What you have to do:
Please restate every entry exactly. Leave out the pictures.

Information given:
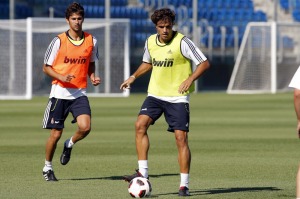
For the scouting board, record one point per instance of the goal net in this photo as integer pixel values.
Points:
(25, 41)
(267, 60)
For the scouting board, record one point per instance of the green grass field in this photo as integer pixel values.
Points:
(243, 146)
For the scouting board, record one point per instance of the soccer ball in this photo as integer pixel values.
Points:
(139, 187)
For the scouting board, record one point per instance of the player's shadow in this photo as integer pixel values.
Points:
(224, 190)
(120, 177)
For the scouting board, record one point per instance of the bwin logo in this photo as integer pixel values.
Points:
(79, 60)
(165, 63)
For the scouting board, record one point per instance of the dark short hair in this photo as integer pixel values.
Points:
(74, 8)
(163, 14)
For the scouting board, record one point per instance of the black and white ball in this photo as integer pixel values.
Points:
(139, 187)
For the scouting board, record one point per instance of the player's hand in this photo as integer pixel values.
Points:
(126, 83)
(184, 87)
(95, 81)
(67, 78)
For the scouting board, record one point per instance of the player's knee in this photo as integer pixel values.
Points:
(140, 127)
(85, 129)
(55, 135)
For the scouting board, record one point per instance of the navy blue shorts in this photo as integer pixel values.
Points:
(177, 115)
(57, 111)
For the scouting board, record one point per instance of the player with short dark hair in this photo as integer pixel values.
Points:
(69, 60)
(169, 55)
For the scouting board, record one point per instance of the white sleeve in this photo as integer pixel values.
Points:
(146, 56)
(95, 54)
(52, 51)
(295, 82)
(191, 51)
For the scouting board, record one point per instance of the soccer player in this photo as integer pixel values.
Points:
(295, 83)
(169, 55)
(69, 60)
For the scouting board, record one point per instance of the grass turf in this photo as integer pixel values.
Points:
(243, 146)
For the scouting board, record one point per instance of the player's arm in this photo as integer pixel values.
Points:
(47, 69)
(95, 80)
(142, 69)
(192, 52)
(297, 108)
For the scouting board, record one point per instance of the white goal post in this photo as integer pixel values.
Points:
(268, 57)
(25, 41)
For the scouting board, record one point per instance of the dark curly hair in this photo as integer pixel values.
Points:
(74, 8)
(165, 14)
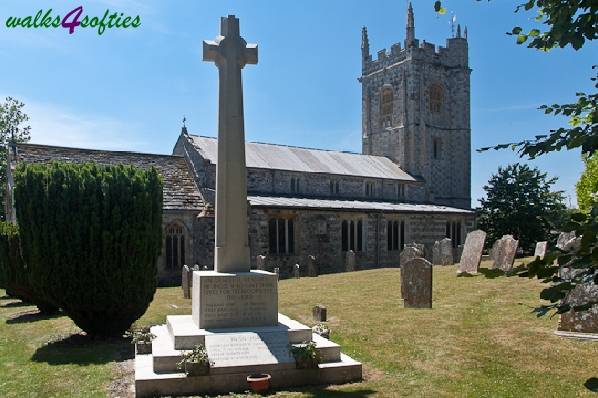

Result of this task:
For the scouting board, record one point per instance of the goal net in this photo as integer pixel values.
Points:
(25, 41)
(267, 60)
For the scouting board, record one point per instance of the green grass field in this photo as integer pixel values.
Points:
(243, 146)
For the scouting board, record one point per instance of the soccer ball in this photo as integer pixel values.
Points:
(139, 187)
For the scouting board, record one point per instance of the player's shadow in this photo as integer pixel values.
Points:
(224, 190)
(120, 177)
For the scouting board, record one point per instance of the bwin logo in this photo as integer pixel values.
Points:
(79, 60)
(165, 63)
For the scouting board, record one point per instance of the dark short hair in this photo as integer pixel values.
Points:
(74, 8)
(163, 14)
For the scouting board, record one point per instance of the black and white ball in this photo as integer pixel values.
Points:
(139, 187)
For the scouting board, record one point per instance of the player's hand in this photo as integer pixel values.
Points:
(126, 83)
(184, 87)
(95, 81)
(67, 78)
For the scouting board, record one point per instance of the player's knee in this photo as integer pixel values.
Points:
(140, 127)
(85, 129)
(55, 135)
For the scouting board, record one point per instance of the navy blue shorts in this photo as integer pixel values.
Points:
(177, 115)
(57, 111)
For the scouting board, record one point per instance of the player with short dark hair in this photo as integer pixel values.
Points:
(69, 60)
(169, 55)
For the scouting board, record one point per instance of the white sleeve in this photo as integer pixel values.
Points:
(146, 56)
(95, 54)
(52, 51)
(295, 82)
(191, 51)
For the scouting board, record one point per instance of the soccer player in this photo as integer pixel values.
Points:
(295, 83)
(169, 55)
(69, 60)
For the scouting board, record one point per instance of the grass turf in this photo as integer pixel values.
Points:
(243, 146)
For the scouting board, record one point per instance of the player's arm in this photo as integer pixel values.
Points:
(47, 69)
(95, 80)
(142, 69)
(192, 52)
(297, 108)
For the scouting board, record one point per instance of the white goal post in this photo as integer pixel values.
Points:
(268, 57)
(25, 41)
For the scouting board, record one point per instance of the dark curly hair in this photo as integer pixel values.
Points:
(74, 8)
(165, 14)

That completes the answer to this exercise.